Work required: Continue the passage on guardianship hearings and appointments from the point where it stops.

Passage shown:

A determination of whether the appointment of a guardian is necessary is made only after a hearing at which any party may call witnesses and present evidence. The AIP has a right to be present at the hearing unless the AIP resides out of state or is “completely unable” to participate in the hearing. If the AIP is physically unable to come to the courthouse, the hearing must be conducted where the AIP resides.
If the petition is ultimately granted, fees for the court evaluator are paid by the estate of the AIP. If the petition is denied, the court may require both the AIP and the petitioner to pay the court evaluator’s fee, in such proportion as the court deems just. If not indigent, the AIP must pay for his or her own legal counsel. However, if the petition is denied or dismissed, the court may in its discretion direct that the petitioner pay legal fees for the AIP.
Following a determination after hearing that the appointment of a guardian is necessary, the court will indicate in the record (i) the specific powers to be granted the guardian which constitute the least restrictive form of intervention consistent with the person’s functional disabilities; (ii) whether the guardian is necessary to provide for the personal needs of the AIP or to manage property and financial resources of the AIP; and (iii) the duration of the appointment.
Recent cases illustrate a trend to afford the AIP greater procedural and substantive due process rights. The Law Revision Commission Comments state that the court must consider “all the evidence including the information and independent observations provided by the court evaluator’s report as to the person’s condition, affairs and situation,” and cogently adds that the court should regard guardianship as a “last resort . . . deciding on a guardianship only when . . . the alternatives are not sufficient and reliable to meet the needs of the person.”

Data excerpts:
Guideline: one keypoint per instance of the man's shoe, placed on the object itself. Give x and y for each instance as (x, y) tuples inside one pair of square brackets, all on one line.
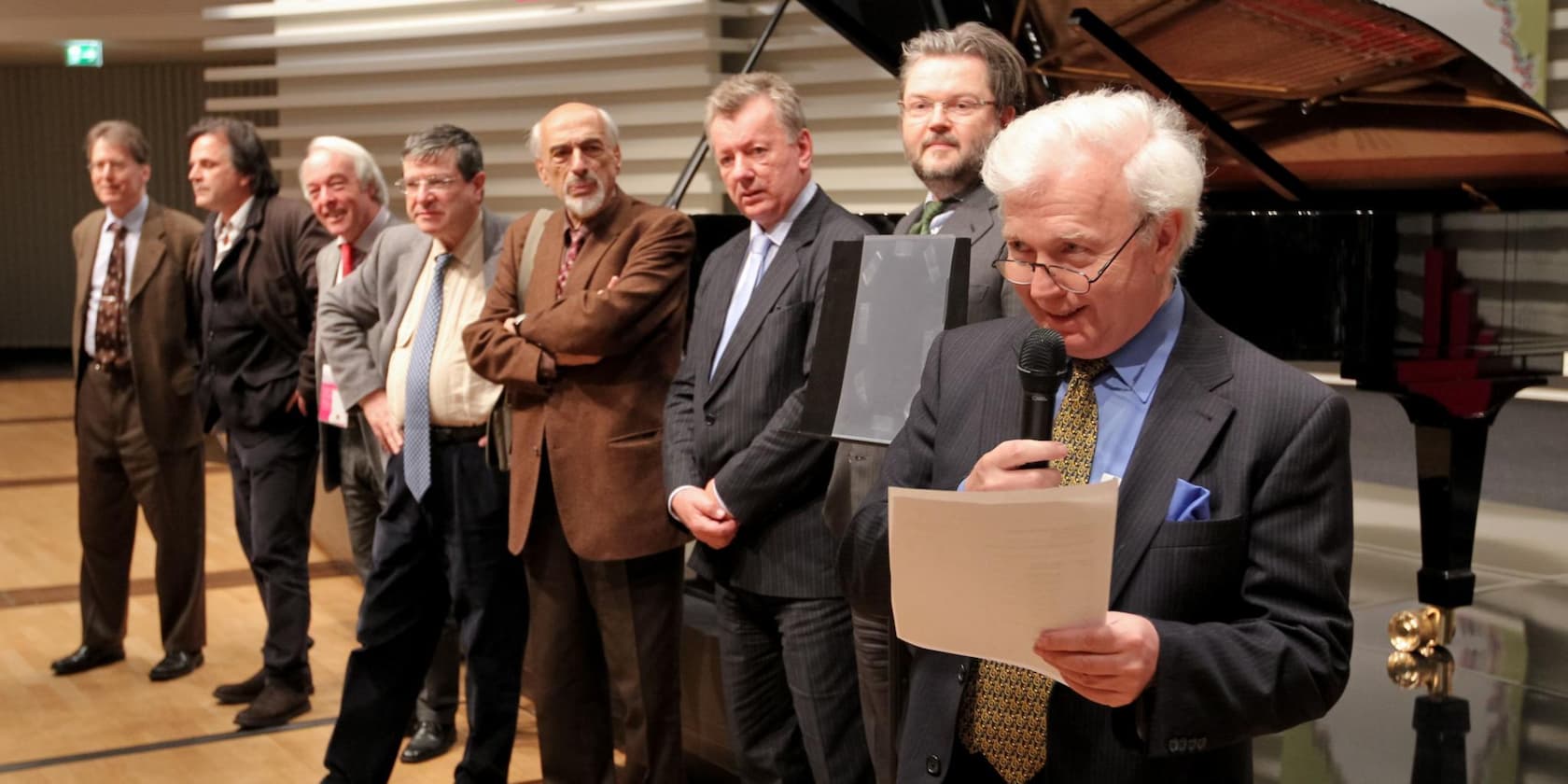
[(274, 706), (176, 664), (244, 692), (87, 657), (430, 740)]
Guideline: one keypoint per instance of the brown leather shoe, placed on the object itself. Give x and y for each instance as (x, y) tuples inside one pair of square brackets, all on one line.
[(87, 657), (274, 706), (176, 665), (244, 692)]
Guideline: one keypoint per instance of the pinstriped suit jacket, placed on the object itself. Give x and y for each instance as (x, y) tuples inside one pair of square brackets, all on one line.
[(739, 427), (1252, 606)]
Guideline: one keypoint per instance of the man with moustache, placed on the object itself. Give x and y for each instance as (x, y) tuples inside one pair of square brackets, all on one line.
[(258, 290), (588, 357), (1228, 609), (740, 475), (348, 195), (959, 88), (441, 543), (138, 436)]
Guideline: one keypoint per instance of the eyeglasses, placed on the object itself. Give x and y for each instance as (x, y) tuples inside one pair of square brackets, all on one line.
[(431, 184), (1067, 278), (922, 107)]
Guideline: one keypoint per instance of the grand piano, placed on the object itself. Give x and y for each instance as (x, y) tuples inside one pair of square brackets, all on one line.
[(1353, 151), (1344, 140)]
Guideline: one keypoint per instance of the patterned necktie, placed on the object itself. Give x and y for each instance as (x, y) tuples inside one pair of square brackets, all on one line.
[(929, 212), (416, 419), (108, 333), (1004, 709), (574, 245), (749, 276)]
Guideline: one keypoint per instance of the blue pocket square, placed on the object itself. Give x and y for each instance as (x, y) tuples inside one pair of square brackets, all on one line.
[(1189, 502)]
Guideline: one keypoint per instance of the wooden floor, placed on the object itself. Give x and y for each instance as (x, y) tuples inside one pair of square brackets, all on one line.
[(112, 725)]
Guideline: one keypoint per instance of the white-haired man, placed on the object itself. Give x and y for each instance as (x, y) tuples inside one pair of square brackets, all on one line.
[(1231, 569), (348, 195)]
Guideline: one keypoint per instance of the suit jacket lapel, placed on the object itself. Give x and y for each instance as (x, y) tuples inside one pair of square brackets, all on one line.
[(149, 251), (1184, 419)]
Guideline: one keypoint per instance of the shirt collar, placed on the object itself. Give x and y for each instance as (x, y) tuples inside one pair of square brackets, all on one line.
[(132, 220), (468, 248), (1141, 359), (237, 220), (781, 231)]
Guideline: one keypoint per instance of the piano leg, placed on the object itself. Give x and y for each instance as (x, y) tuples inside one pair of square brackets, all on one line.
[(1450, 454)]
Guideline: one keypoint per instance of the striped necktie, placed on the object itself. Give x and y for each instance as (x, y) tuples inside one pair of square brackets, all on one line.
[(416, 421), (1004, 709)]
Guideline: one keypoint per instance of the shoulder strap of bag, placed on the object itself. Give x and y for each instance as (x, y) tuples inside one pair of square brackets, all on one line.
[(530, 246)]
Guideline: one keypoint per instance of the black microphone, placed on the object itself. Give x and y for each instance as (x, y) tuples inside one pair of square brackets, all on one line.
[(1042, 366)]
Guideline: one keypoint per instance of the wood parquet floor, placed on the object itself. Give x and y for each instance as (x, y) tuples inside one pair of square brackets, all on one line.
[(112, 725)]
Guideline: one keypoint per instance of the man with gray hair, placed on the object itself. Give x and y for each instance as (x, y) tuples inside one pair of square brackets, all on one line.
[(441, 543), (348, 195), (957, 90), (587, 343), (740, 475), (138, 436), (1229, 579)]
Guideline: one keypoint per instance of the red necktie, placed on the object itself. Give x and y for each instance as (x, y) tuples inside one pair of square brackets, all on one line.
[(574, 245)]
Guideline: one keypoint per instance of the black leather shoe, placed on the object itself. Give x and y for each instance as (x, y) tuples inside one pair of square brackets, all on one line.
[(176, 665), (85, 657), (430, 740), (246, 691), (274, 706)]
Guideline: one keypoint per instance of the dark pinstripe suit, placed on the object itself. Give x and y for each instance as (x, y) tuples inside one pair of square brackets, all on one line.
[(737, 428), (1250, 606)]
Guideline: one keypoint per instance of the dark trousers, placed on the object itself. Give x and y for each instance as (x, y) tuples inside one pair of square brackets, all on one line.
[(362, 486), (436, 557), (612, 627), (791, 689), (273, 495), (118, 469)]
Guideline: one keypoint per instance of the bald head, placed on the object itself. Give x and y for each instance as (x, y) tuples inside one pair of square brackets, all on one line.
[(578, 154)]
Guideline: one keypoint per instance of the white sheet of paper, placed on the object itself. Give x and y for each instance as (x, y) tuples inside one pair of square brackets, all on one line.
[(329, 405), (984, 573)]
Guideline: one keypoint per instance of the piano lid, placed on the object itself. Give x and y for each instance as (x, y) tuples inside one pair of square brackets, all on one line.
[(1358, 104)]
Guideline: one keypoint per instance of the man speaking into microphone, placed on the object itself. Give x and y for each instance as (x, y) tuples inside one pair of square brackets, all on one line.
[(1231, 567)]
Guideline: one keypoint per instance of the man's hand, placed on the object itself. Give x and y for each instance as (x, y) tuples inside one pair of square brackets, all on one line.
[(378, 414), (1002, 468), (705, 516), (1109, 664)]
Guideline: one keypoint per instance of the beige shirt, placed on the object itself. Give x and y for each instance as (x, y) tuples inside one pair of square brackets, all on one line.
[(458, 396)]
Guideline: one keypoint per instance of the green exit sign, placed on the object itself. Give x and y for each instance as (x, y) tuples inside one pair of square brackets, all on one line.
[(85, 53)]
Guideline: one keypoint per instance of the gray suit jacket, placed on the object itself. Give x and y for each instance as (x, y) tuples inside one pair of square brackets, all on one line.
[(327, 262), (1252, 606), (740, 427), (977, 217), (378, 294)]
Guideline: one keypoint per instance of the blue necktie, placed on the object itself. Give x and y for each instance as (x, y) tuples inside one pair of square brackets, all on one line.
[(416, 421), (749, 276)]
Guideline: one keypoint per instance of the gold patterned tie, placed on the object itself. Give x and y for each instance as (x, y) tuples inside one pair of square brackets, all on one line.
[(1004, 709)]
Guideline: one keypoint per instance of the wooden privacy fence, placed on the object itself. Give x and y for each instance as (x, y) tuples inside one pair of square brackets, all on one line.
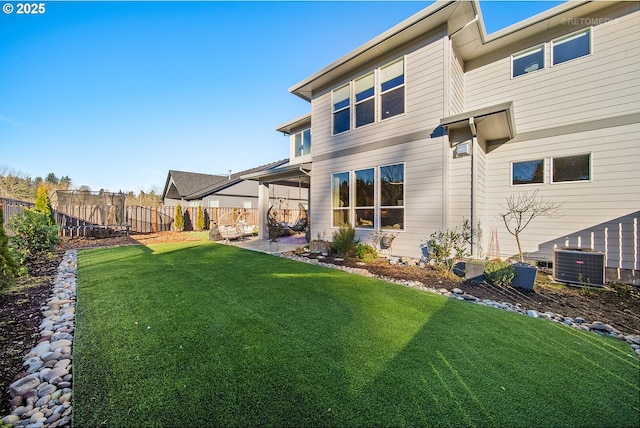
[(79, 219)]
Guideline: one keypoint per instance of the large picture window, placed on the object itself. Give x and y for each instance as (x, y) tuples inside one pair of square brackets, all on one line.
[(364, 200), (392, 197), (571, 168), (364, 100), (341, 109), (571, 47), (528, 61), (340, 199), (392, 89), (528, 172)]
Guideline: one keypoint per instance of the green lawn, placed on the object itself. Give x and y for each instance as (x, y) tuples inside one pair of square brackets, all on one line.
[(200, 334)]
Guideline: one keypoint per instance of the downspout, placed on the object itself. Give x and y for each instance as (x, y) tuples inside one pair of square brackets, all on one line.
[(474, 147)]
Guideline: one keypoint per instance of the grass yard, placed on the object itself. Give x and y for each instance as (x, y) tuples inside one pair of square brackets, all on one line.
[(200, 334)]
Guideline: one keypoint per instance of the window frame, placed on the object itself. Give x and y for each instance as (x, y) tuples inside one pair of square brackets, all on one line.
[(563, 39), (401, 87), (335, 111), (357, 207), (553, 166), (544, 173), (380, 208), (299, 146), (526, 52), (345, 208), (370, 98)]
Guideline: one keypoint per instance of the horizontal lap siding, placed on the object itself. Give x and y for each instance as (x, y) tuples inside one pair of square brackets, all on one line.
[(423, 159), (586, 207), (424, 94), (586, 88)]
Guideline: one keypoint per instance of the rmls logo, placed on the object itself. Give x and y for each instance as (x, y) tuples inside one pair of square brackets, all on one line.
[(587, 21)]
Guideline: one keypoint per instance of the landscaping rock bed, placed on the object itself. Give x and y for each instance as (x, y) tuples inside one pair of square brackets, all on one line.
[(43, 396)]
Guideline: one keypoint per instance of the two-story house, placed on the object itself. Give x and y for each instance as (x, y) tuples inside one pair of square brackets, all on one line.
[(434, 122)]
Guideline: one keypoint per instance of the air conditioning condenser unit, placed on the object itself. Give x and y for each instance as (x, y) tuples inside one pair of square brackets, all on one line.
[(579, 266)]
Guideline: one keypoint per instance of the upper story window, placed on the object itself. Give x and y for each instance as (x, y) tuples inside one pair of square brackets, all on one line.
[(302, 143), (528, 172), (381, 90), (571, 168), (365, 100), (341, 109), (392, 89), (527, 62), (570, 47)]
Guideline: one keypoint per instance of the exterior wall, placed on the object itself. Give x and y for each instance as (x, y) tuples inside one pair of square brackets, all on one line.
[(603, 84), (587, 105), (402, 139), (424, 77), (587, 207)]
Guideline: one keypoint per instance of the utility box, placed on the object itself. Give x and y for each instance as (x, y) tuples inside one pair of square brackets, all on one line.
[(579, 266)]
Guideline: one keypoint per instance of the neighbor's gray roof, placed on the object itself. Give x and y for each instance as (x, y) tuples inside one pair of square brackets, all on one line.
[(189, 182), (227, 181)]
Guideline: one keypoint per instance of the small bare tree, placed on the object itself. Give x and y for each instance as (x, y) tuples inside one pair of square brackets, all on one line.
[(521, 209)]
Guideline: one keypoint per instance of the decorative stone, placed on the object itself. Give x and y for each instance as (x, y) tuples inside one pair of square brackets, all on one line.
[(22, 386)]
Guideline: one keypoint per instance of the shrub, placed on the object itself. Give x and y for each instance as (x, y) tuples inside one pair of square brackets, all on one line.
[(498, 272), (34, 236), (343, 242), (200, 219), (366, 252), (178, 219), (43, 204), (446, 247), (8, 266)]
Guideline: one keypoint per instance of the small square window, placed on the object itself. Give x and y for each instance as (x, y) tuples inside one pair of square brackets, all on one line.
[(527, 62), (572, 168), (570, 47), (528, 172)]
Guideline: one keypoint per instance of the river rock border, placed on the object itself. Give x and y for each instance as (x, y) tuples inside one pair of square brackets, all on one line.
[(458, 294), (42, 398)]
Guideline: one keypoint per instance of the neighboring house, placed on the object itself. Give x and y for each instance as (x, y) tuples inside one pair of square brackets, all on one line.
[(227, 191), (434, 122)]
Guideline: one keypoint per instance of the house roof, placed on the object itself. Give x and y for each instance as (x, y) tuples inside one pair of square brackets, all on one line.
[(230, 180), (182, 183), (465, 26)]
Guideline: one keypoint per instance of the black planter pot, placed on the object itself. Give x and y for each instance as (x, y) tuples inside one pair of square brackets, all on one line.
[(525, 276)]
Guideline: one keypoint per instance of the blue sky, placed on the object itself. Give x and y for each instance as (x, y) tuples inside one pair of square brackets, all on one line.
[(115, 94)]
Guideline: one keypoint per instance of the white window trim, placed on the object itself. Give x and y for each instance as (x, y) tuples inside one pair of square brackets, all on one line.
[(331, 207), (378, 214), (522, 53), (374, 97), (545, 178), (403, 86), (292, 147), (333, 112), (569, 36), (551, 162), (376, 198)]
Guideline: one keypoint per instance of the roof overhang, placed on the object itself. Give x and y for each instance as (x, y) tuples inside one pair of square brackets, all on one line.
[(283, 173), (410, 29), (300, 122), (464, 25), (495, 124)]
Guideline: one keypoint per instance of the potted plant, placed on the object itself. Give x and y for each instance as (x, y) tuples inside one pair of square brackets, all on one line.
[(519, 211)]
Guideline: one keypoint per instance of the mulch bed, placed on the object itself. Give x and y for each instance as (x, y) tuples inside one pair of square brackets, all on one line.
[(20, 313)]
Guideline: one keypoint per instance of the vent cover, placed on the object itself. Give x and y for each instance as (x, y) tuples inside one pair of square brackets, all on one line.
[(578, 266)]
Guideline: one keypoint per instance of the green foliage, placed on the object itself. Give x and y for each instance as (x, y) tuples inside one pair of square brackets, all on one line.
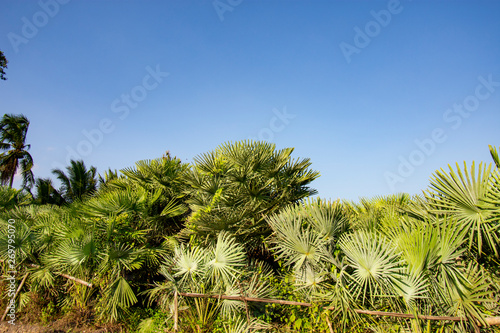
[(78, 181), (435, 254), (13, 130), (234, 188), (3, 66)]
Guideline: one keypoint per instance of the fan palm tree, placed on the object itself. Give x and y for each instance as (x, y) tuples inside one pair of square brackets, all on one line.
[(13, 130), (78, 182), (466, 195), (234, 188)]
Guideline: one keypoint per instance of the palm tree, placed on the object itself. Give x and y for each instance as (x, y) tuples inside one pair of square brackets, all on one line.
[(46, 193), (13, 130), (234, 188), (78, 182)]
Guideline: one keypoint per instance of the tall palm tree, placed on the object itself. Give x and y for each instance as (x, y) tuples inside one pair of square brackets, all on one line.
[(13, 130), (46, 193), (78, 182)]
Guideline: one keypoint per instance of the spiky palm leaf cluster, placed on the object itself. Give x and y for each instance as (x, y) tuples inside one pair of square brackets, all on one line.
[(390, 262), (219, 269)]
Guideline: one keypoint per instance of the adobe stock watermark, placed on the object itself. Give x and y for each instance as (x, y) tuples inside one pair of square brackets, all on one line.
[(30, 27), (223, 6), (11, 272), (363, 37), (122, 107), (453, 116), (276, 125)]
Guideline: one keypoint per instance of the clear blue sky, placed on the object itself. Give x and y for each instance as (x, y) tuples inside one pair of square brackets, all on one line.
[(352, 85)]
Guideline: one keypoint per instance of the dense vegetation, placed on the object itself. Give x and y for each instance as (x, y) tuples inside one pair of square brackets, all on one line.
[(238, 222)]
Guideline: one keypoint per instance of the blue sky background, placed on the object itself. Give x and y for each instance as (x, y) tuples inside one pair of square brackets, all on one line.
[(228, 77)]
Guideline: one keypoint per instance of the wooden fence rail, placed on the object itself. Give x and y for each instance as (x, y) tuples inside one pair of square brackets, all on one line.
[(489, 321)]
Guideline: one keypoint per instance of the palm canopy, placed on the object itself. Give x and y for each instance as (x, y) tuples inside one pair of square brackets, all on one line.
[(78, 181), (13, 130), (235, 186)]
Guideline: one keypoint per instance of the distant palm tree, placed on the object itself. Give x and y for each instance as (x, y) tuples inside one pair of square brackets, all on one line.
[(46, 193), (78, 181), (13, 129)]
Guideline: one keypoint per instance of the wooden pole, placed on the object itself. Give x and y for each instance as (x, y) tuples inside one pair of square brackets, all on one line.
[(14, 298), (489, 321), (250, 299), (176, 311)]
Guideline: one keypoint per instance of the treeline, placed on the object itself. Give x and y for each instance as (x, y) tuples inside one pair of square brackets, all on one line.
[(238, 222)]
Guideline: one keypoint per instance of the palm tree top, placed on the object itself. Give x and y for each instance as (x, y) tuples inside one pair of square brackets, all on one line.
[(13, 131)]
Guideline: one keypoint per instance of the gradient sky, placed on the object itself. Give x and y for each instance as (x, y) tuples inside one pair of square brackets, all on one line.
[(378, 94)]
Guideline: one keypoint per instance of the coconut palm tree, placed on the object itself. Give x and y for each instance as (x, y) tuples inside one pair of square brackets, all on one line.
[(46, 193), (78, 181), (13, 130)]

Answer:
Courts appear extremely reluctant to permit care providers to utilize the guardianship process to effect changes in patient care against the patient’s wishes. Thus, in Matter of Louis Koch, N.Y.L.J. 11/29/99, a hospital sought the appointment of a guardian to effectuate the discharge of a patient who refused to leave. The court rejected the petition, finding the patient, although a “difficult personality,” had a “sharp mind” and continued to manage his finances even while hospitalized. Similarly, in Matter of Presbyterian Hospital, N.Y.L.J. 7/2/93, a hospital sought guardianship for an 80 year old blind woman who refused the hospital’s request to transfer her to a residential health care facility. Finding no justification for the appointment of a guardian, the court noted that the woman’s own arrangements in procuring assistance from neighbors demonstrated that the AIP appreciated her functional limitations.
Guardianship need not be permanent: upon restoration of capacity guardianship may cease. Thus, in In Re Penson, 735 N.Y.S.2d 51 (1st Dept. 2001), the former AIP was restored to capacity status upon a record indicating that he was living in Florida, understood his limitations and had sought the assistance of an attorney and financial professionals.
At one time, it was not clear whether guardianship was appropriate with respect to a minor with a mental disability which was expected to continue into adulthood. Although parents are a child’s natural guardians until they reach majority, they are not vested with legal authority to manage large estates. In In re Marmol, 940 N.Y.2d 969 (1996) the court found that although the guardianship law was intended to meet the needs of elderly persons, “nothing in the statute precludes its use for the young.” That court appointed the parent as guardian under Article 81. Since Marmol, many courts have appointed Article 81 guardians for minors with disabilities, frequently to manage estates created by personal injury awards.